» SET OF TASKS
1 – Please answer these questions about the Royal Marines Charity article:
(a) How large is the grant that funds the project?
(b) Who is leading the project, and what is that person's role at the Charity?
(c) What is the name of the phase carried out during year one?
2 – Supply what comes next in the Royal Marines Charity article, picking up after its final sentence.

» EXTRACT
+++++

RMA – The Royal Marines Charity has completed the first phase of its three-year ‘Building Collaboration and Consensus’ project that aims to develop and implement a Common Assessment Framework, preventing beneficiaries having to repeat and re-explain their challenges and issues time and time again through multiple agencies before receiving any required much-needed support.
By building collaborative partnerships across the entire Armed Forces charity sector and those organisations supporting the veteran community, the project is working to limit inconsistencies in the support of beneficiaries’ needs. The creation of a common framework for assessment and evaluation will result in a seamless and consistent response, with the beneficiary and their family at the centre.
The project, funded by a £300,000 Transformation Grant from the Armed Forces Covenant Fund Trust (AFCFT), is being led by the Charity’s Director of Health & Wellbeing, Danny Egan.
Danny says:
“The veteran community has itself often expressed the need for a more uniformed approach that better addresses and supports the holistic needs of the individual and their dependents in a pragmatic way across a spectrum of presenting factors.
“As part of the Discovery and Understanding phase during year one, a lot of information was gathered and general consensus received from multiple organisations and agencies via various briefs.

+++++

[Entries pointing to named objects]
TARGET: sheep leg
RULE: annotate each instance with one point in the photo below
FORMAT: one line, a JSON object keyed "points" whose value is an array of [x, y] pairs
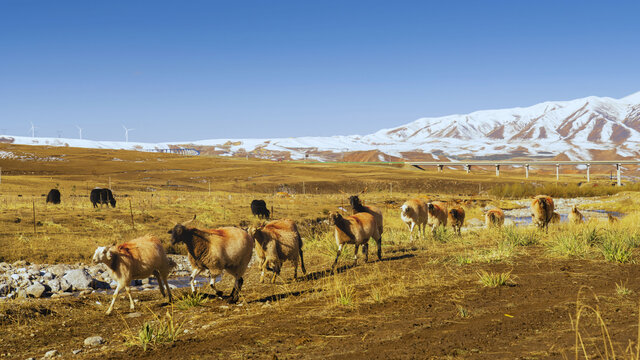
{"points": [[264, 269], [115, 296], [365, 252], [160, 285], [192, 281], [131, 305], [355, 255], [335, 262], [235, 293], [166, 285], [276, 272]]}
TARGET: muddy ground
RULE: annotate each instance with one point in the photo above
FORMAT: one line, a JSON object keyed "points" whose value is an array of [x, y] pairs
{"points": [[449, 315]]}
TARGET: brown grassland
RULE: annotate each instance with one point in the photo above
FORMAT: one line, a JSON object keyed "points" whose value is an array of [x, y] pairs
{"points": [[488, 294]]}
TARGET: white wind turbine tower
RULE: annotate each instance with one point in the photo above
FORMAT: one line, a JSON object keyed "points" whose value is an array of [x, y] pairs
{"points": [[126, 133]]}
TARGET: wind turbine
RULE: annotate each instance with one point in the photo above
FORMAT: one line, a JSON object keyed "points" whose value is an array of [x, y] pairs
{"points": [[126, 133]]}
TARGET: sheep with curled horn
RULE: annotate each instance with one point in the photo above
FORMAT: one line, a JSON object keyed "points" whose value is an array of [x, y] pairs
{"points": [[223, 249], [575, 216], [438, 215], [542, 211], [494, 218], [355, 229], [359, 207], [414, 213], [276, 242], [136, 259]]}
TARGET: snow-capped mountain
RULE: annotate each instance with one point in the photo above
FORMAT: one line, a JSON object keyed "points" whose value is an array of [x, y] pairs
{"points": [[582, 129]]}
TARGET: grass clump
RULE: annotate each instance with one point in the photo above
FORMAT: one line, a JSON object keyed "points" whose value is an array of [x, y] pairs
{"points": [[490, 279], [190, 300], [161, 330]]}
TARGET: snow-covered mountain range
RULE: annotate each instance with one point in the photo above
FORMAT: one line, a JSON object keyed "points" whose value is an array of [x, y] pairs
{"points": [[589, 128]]}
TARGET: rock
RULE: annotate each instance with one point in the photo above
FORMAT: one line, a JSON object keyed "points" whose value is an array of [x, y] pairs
{"points": [[36, 290], [79, 279], [54, 285], [51, 354], [97, 284], [93, 341], [4, 289]]}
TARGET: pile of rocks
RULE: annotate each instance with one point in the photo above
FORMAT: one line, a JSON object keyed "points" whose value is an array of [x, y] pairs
{"points": [[22, 279]]}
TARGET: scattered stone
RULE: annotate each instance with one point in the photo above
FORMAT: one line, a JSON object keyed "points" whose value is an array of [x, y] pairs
{"points": [[36, 290], [5, 289], [93, 341], [97, 284], [79, 279]]}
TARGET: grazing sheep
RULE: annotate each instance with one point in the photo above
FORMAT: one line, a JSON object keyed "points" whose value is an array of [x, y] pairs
{"points": [[494, 218], [225, 248], [576, 216], [438, 214], [414, 212], [136, 259], [276, 242], [355, 229], [542, 211], [358, 207], [456, 218]]}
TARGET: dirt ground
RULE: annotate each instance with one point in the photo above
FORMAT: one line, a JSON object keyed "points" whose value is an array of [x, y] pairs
{"points": [[531, 318]]}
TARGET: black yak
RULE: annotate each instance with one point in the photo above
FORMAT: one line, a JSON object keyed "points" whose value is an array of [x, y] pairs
{"points": [[53, 196], [102, 196], [259, 209]]}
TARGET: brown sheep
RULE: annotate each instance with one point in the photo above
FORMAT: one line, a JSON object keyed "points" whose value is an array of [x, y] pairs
{"points": [[456, 218], [414, 212], [225, 248], [276, 242], [576, 216], [494, 218], [136, 259], [358, 207], [355, 229], [542, 211], [438, 214]]}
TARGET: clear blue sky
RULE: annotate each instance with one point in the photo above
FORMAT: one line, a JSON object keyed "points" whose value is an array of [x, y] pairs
{"points": [[189, 70]]}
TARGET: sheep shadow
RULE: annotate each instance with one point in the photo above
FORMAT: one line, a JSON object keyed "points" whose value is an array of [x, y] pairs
{"points": [[276, 297], [324, 273]]}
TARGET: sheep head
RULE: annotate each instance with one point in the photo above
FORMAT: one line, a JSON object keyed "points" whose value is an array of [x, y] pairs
{"points": [[334, 217], [102, 255]]}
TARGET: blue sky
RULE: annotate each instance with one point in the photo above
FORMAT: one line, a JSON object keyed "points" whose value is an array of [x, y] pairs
{"points": [[190, 70]]}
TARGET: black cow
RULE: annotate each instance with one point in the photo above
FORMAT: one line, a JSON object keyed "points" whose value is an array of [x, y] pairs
{"points": [[53, 196], [102, 196], [259, 209]]}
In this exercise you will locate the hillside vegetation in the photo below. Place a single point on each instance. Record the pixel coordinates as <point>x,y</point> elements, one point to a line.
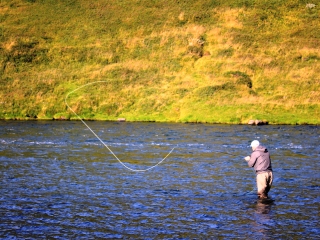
<point>217,61</point>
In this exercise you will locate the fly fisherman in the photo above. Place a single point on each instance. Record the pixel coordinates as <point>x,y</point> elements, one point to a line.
<point>261,162</point>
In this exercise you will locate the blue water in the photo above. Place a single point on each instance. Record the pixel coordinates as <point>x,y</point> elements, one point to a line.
<point>58,181</point>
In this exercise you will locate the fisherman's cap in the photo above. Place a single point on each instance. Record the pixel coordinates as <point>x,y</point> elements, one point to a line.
<point>255,143</point>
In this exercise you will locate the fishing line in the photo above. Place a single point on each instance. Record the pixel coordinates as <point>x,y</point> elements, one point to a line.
<point>131,169</point>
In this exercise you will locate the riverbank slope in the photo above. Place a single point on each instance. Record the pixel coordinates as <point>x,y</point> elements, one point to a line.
<point>204,61</point>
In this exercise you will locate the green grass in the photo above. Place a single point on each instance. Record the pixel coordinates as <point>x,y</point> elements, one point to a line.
<point>186,61</point>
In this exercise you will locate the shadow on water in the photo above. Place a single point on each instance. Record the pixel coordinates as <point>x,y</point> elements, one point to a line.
<point>58,181</point>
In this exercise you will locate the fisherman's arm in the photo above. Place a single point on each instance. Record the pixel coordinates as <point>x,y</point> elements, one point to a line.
<point>251,160</point>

+++++

» ANSWER SET
1 –
(a) £300,000, a Transformation Grant from the Armed Forces Covenant Fund Trust (AFCFT).
(b) Danny Egan, the Charity's Director of Health & Wellbeing.
(c) The Discovery and Understanding phase.

2 –
“As we move into Year Two, we will look to gain agreement from members of serving personnel, veterans and their families.
“As part of this Development phase, the team will be looking at gaining the consensus of those currently serving who are in the recovery pathway and have completed a HARDFACTS assessment.
“The rationale behind this is that HARDFACTS is already universal and holistic. Therefore, gaining consensus from those that have been through this assessment will give us the data we need to look at HARDFACTS as a framework that can then be further developed as the universal assessment framework.”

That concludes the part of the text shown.